* [Exercise prompt]
Would you write out the listing verbatim and skip every picture in it?
* Start Record set *
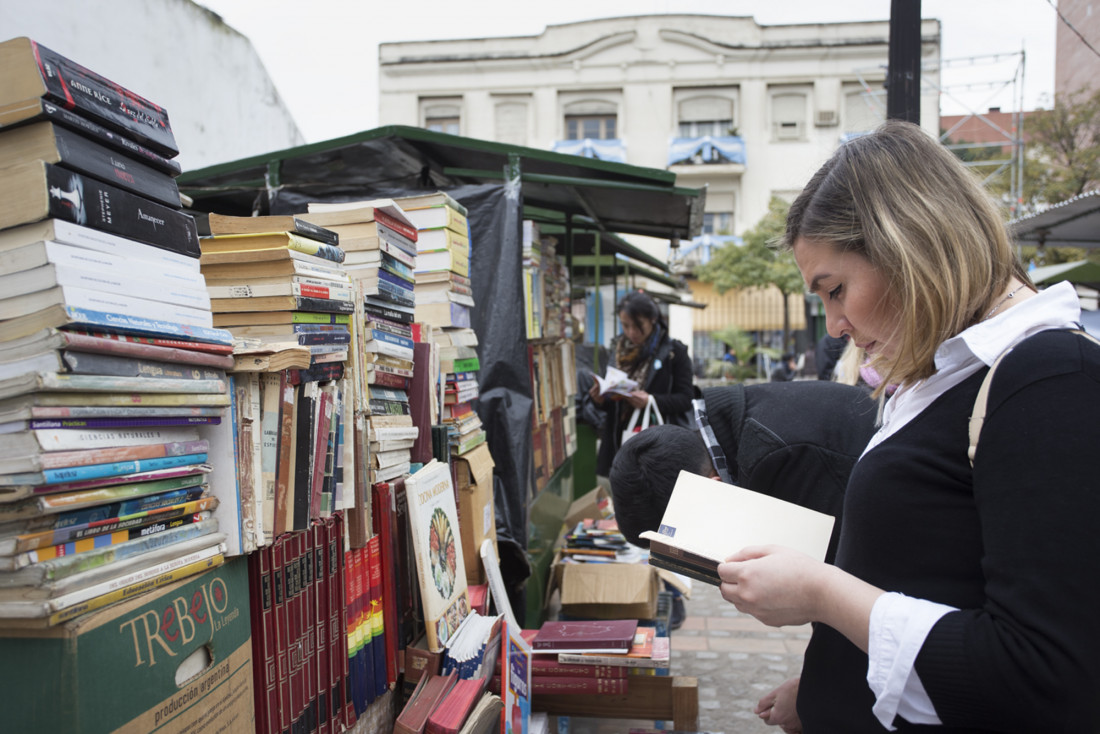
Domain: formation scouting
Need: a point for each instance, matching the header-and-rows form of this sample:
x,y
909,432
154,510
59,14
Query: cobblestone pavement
x,y
736,660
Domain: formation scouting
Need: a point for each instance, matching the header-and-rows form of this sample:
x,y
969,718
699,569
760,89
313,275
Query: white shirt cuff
x,y
898,630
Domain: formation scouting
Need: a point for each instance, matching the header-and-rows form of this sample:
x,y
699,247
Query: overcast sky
x,y
322,55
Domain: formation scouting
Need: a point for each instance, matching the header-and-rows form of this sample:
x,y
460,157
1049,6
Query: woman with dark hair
x,y
652,359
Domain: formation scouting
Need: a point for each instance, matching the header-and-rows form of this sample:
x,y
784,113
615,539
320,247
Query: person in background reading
x,y
657,362
960,598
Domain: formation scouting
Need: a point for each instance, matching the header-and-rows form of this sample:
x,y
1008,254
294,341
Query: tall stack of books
x,y
443,299
113,379
278,286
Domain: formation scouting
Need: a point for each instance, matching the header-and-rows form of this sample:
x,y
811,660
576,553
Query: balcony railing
x,y
612,150
707,149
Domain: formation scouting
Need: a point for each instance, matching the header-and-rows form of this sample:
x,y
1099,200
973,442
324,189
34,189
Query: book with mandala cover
x,y
438,546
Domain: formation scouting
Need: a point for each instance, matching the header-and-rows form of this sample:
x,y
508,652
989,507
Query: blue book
x,y
92,320
113,469
129,506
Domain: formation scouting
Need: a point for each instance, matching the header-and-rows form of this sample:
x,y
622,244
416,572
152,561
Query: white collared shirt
x,y
900,624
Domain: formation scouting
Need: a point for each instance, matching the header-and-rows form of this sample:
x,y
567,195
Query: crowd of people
x,y
959,589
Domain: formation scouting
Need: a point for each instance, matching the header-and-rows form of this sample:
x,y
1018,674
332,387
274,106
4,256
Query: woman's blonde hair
x,y
903,201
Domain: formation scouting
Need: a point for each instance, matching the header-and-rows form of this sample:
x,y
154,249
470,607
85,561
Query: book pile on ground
x,y
299,632
598,541
113,395
277,284
459,365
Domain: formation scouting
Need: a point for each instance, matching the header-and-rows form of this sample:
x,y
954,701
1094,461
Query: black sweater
x,y
1013,545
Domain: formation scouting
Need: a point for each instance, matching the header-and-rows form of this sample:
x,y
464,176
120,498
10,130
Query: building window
x,y
789,116
717,222
442,116
510,122
593,127
707,114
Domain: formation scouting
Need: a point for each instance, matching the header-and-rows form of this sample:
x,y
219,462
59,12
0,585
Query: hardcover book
x,y
438,546
40,190
32,72
55,144
585,635
693,543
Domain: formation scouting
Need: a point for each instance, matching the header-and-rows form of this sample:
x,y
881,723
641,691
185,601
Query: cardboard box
x,y
117,670
476,514
594,504
607,591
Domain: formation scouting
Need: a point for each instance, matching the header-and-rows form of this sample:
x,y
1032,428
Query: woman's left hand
x,y
773,583
638,398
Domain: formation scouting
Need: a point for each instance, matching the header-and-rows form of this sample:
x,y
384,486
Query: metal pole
x,y
903,76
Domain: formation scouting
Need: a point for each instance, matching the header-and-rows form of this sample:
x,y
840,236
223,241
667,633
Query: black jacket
x,y
793,440
671,385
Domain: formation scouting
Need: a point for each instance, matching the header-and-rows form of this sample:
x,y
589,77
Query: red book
x,y
585,635
377,616
168,343
309,624
321,625
348,621
261,652
455,707
322,428
142,348
429,693
284,452
295,615
570,685
384,515
279,584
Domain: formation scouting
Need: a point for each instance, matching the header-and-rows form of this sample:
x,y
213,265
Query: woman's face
x,y
636,331
855,294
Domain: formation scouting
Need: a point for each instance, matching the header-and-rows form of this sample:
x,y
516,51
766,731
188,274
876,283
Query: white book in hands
x,y
705,522
615,382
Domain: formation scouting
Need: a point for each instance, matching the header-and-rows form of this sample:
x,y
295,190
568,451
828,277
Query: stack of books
x,y
277,285
113,380
443,296
459,364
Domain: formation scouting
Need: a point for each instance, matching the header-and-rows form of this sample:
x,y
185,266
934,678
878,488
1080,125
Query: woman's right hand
x,y
777,709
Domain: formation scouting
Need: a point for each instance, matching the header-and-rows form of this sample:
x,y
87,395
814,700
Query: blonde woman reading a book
x,y
960,598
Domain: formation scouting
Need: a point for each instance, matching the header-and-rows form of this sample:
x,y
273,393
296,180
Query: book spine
x,y
98,320
85,200
101,134
309,626
377,616
64,566
120,529
281,588
75,87
83,155
121,346
118,537
322,675
347,619
262,648
135,589
392,222
130,367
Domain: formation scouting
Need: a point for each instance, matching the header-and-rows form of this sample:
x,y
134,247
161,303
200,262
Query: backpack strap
x,y
978,416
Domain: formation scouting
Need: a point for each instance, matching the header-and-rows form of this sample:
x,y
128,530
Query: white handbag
x,y
645,414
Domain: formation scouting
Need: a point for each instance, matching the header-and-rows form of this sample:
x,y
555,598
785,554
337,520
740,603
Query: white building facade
* End Record set *
* [Task output]
Domain: formation scouting
Need: a point for each instance, matching the header-and-rows form of this sample:
x,y
909,432
154,510
59,14
Query: cobblestone pavement
x,y
736,660
Domain: formation scouting
Need: a point for each instance, matching the header-and-rows form of this sample:
x,y
969,718
699,569
760,89
313,275
Query: white shirt cuff
x,y
898,630
Domain: formation scouting
Need: a point for each instance, matching the header-and-rows form of this sample:
x,y
699,247
Query: overcast sky
x,y
322,55
Domain: formation scouting
Need: a point for each instance, matching the header-and-rows form of this sample:
x,y
460,157
1049,6
Query: woman with dark hair
x,y
652,359
Domain: formation scouting
Need: a point for each instance, matching the header-and-rows form of this sample:
x,y
784,113
615,539
320,247
Query: person in background reading
x,y
657,362
960,598
Domain: formation scouting
Need: a point for each instance, matching the header-and-rows form of this sample:
x,y
1008,254
294,341
Query: tall stack of books
x,y
443,299
113,379
278,286
Domain: formation scouting
Need: a point for each instance, matching the header-and-rows form of this sample:
x,y
811,660
576,553
Query: balcony railing
x,y
612,150
707,149
Domain: formation scouting
Need: a point for each instance, matching the header-and-rows form of this sample:
x,y
1099,200
973,442
324,189
34,189
Query: book with mandala cover
x,y
438,546
Domain: formation scouting
Need: a point for each instance, matching the header-and-rows form of this sample:
x,y
508,652
989,507
Query: blue book
x,y
92,320
113,469
129,506
Domain: formation scouting
Need: a point for each instance, matching the header-and-rows form of this sample:
x,y
622,244
416,572
152,561
Query: white collared shirt
x,y
900,624
Domain: formation scouting
Need: a point for each instance, matching the header-and-rows form of this sample:
x,y
567,195
Query: crowd of people
x,y
959,589
Domain: formation scouting
Need: a point for each instance, matching the header-and-rows form of this sample:
x,y
1018,674
332,387
274,106
4,256
Query: woman's blonde hair
x,y
903,201
Domain: formation scouting
Need: a point for each instance, matching the header-and-rows form of this sample:
x,y
154,249
470,607
85,561
Query: book pile on ground
x,y
299,632
598,541
113,395
277,284
459,365
Domain: formation scouting
Need: a point for each instance, matching the header-and-rows form of this sample:
x,y
954,701
1094,461
Query: black sweater
x,y
1013,545
Domain: formation scouting
Need: a point for each instance, matching the header-and-rows form of this sample:
x,y
464,176
120,498
10,130
Query: building window
x,y
789,116
717,222
442,116
510,122
593,127
707,114
Domain: formation scouting
Need: a point for each instance, matching the header-and-rows form of this sample:
x,y
219,462
59,12
0,585
Query: hardcover book
x,y
438,546
40,190
32,72
55,144
585,635
693,543
Domain: formation scouting
Need: a point for each instance, matching the header-and-rows form of this sample:
x,y
881,723
641,691
185,601
Query: cardboard box
x,y
117,670
476,514
594,504
607,591
Domain: formation scouting
Need: a point for each instance, matching the header-and-rows form of this sample:
x,y
1032,428
Query: woman's left hand
x,y
773,583
638,398
Domain: formation scouting
Need: a point for each instance, matching the header-and-rows form of this sample:
x,y
384,486
Query: metal pole
x,y
903,76
Domain: formation scouting
Need: a point for each instance, matching the header-and-rows form of this sample:
x,y
840,236
223,241
667,633
Query: black jacket
x,y
793,440
671,385
Domain: formation scouting
Need: a point for each instance, matching the header-and-rows form of this sample:
x,y
589,77
Query: red book
x,y
585,635
377,616
168,343
309,624
321,625
348,621
261,652
455,707
322,428
142,348
429,693
284,452
295,615
570,685
384,515
279,584
Domain: formation scouting
Need: a point for each instance, matching the header-and-rows form of this sample:
x,y
213,265
Query: woman's face
x,y
636,331
855,294
Domain: formation scouting
Need: a point for each instance, matching the header-and-rows form of this sample:
x,y
516,51
766,731
188,274
876,283
Query: white book in hands
x,y
705,522
615,382
Domain: formation scouting
Need: a point for each instance, matching the header-and-rows form of this sample:
x,y
295,190
568,451
828,277
Query: stack of books
x,y
277,285
113,380
443,296
459,364
Domain: formation scouting
Need: a point for each instance, matching the header-and-rows form of this sample:
x,y
185,266
934,678
878,488
1080,125
Query: woman's right hand
x,y
777,709
Domain: formation scouting
Need: a point for each instance, matching the header-and-rows form of this sample:
x,y
87,395
814,700
Query: blonde woman reading a book
x,y
960,598
Domain: formation scouting
Need: a point for each instance, matching the header-and-rows form of this sample:
x,y
273,393
296,180
Query: book spine
x,y
98,320
85,200
101,134
309,626
377,616
64,566
120,529
281,588
75,87
83,155
121,346
118,537
322,675
347,619
262,648
135,589
392,222
130,367
Domain: formation scouting
Need: a point for each instance, matching the header-and-rows form of this sample:
x,y
134,247
161,303
200,262
Query: backpack strap
x,y
978,416
Domain: formation scouting
Need: a point for each instance, matching the header-and-rows form of this sample:
x,y
128,530
Query: white handbag
x,y
645,414
Domain: formation scouting
Need: a point for each instance, matching the header-and-rows form of this sample:
x,y
555,598
785,554
337,520
740,603
Query: white building facade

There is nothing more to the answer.